* **Available records**:

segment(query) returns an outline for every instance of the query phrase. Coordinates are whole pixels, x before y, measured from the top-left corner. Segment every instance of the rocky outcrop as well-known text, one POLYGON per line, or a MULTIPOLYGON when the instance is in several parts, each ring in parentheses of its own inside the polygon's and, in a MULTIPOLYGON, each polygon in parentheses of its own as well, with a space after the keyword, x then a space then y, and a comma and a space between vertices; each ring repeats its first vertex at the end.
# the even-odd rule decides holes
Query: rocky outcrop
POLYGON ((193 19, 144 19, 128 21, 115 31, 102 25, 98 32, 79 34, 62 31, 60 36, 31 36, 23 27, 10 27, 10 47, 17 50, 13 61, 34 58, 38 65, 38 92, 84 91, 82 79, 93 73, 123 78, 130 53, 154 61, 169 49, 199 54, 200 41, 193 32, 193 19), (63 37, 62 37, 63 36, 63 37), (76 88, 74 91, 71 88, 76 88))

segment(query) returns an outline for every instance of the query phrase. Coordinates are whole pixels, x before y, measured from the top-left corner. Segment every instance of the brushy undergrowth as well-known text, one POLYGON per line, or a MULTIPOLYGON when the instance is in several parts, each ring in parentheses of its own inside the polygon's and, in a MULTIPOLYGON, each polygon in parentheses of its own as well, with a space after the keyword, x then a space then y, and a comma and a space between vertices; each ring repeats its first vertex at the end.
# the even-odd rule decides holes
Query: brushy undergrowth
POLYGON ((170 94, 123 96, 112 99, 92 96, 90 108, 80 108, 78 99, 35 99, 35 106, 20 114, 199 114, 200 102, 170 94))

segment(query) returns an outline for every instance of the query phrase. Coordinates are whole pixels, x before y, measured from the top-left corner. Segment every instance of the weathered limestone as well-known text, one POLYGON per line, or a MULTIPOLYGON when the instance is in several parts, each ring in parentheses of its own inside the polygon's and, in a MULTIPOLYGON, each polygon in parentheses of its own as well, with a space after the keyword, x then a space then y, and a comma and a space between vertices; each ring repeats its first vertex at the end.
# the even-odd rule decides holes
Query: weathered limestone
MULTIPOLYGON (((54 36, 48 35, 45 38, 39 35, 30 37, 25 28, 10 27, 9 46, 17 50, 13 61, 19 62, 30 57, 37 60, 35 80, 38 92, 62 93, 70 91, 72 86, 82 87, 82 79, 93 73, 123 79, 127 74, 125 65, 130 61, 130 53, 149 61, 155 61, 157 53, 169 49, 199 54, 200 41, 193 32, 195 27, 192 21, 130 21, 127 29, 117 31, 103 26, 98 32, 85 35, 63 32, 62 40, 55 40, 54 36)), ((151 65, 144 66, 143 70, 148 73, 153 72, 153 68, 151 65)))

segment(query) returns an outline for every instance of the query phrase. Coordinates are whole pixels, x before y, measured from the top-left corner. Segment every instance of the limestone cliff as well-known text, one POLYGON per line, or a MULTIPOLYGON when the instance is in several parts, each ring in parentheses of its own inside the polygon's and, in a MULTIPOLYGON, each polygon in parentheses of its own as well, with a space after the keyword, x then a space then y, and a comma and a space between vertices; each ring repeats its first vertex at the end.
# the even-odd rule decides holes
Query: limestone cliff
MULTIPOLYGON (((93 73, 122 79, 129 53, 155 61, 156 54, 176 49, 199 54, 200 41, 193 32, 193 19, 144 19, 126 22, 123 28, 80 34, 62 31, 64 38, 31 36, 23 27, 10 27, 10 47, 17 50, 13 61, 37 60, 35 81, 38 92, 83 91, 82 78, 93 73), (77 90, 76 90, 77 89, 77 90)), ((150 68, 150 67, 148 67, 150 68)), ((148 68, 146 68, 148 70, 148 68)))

* **Written instruction**: Reproduce all of the rows above with every "top-left corner" replaced by "upper-left corner". Leave every other character unchanged.

* **The result**:
segment(query) returns an outline for every instance of the query phrase. Coordinates are whole pixels, x before y, measured from the upper-left corner. Segment every instance of the rocky outcrop as well-known text, one POLYGON per line, or a MULTIPOLYGON when the instance is in several parts, each ring in parentheses of its own inside the polygon's and, in a MULTIPOLYGON, each polygon in parentheses of its own as well, with a space after the keyword, x then a space then y, and a comma and a space between vertices; each ring repeats its first vertex at the end.
# the even-odd rule decides holes
Query: rocky outcrop
POLYGON ((193 19, 144 19, 128 21, 115 31, 102 25, 98 32, 79 34, 62 31, 60 36, 31 36, 23 27, 10 27, 10 47, 17 50, 13 61, 34 58, 38 65, 38 92, 84 91, 82 79, 93 73, 123 78, 130 53, 154 61, 169 49, 199 54, 200 41, 193 32, 193 19), (63 37, 62 37, 63 36, 63 37), (76 88, 74 91, 71 88, 76 88))

segment(query) returns an outline for every instance of the query phrase. Coordinates are whole pixels, x before y, measured from the upper-left corner. Segment every instance of the brushy undergrowth as well-known text, one POLYGON per line, or a MULTIPOLYGON when the instance is in several parts, each ring in parentheses of its own inside the polygon's and, in a MULTIPOLYGON, each polygon in parentheses of its own as well, with a space after the keyword, x then a space then y, and a comma and a space between vertices; each ring repeats its first vertex at the end.
# the even-odd rule decides holes
Query: brushy undergrowth
POLYGON ((170 94, 123 96, 112 99, 92 96, 90 108, 80 108, 78 99, 35 99, 35 106, 20 114, 199 114, 200 102, 170 94))

segment(query) returns an outline for every instance of the query phrase. Coordinates are whole pixels, x before y, measured from the upper-left corner. Segment every instance of the weathered limestone as well-known text, one POLYGON per line, or a MULTIPOLYGON when the instance is in several parts, each ring in parentheses of its own inside the polygon's and, in a MULTIPOLYGON, each polygon in parentheses of its own as well, with a space after the keyword, x then a space then y, and a comma and a space between vertices; each ring repeats its first vertex at the end.
# the even-odd rule decides holes
Query: weathered limestone
MULTIPOLYGON (((54 36, 48 35, 45 38, 39 35, 30 37, 25 28, 10 27, 9 46, 17 50, 13 61, 19 62, 30 57, 37 60, 35 80, 38 92, 62 93, 70 91, 72 86, 82 87, 82 79, 93 73, 123 79, 127 74, 125 65, 130 61, 130 53, 149 61, 155 61, 157 53, 169 49, 199 54, 200 41, 193 32, 195 27, 192 21, 130 21, 127 29, 117 31, 103 26, 98 32, 85 35, 63 32, 62 40, 55 40, 54 36)), ((151 65, 144 66, 143 70, 148 73, 153 72, 153 68, 151 65)))

segment(query) returns an outline for every instance of the query phrase. Coordinates are whole pixels, x before y, measured from the upper-left corner. Segment every instance of the limestone cliff as well-known text, one POLYGON per line, or a MULTIPOLYGON when the instance is in several parts, each ring in parentheses of its own inside the polygon's and, in a MULTIPOLYGON, each polygon in parentheses of its own as well, with a space after the keyword, x then a space then y, and a comma and a space between vertices; each ring repeats its first vertex at the end.
# the even-odd rule decides holes
Query: limestone cliff
MULTIPOLYGON (((93 73, 122 79, 129 53, 155 61, 156 54, 176 49, 199 54, 200 41, 193 32, 193 19, 144 19, 126 22, 123 28, 80 34, 62 31, 64 38, 31 36, 23 27, 10 27, 10 47, 17 50, 13 61, 37 60, 35 81, 38 92, 83 91, 82 78, 93 73), (77 90, 76 90, 77 89, 77 90)), ((150 68, 150 67, 148 67, 150 68)), ((148 68, 146 68, 148 70, 148 68)))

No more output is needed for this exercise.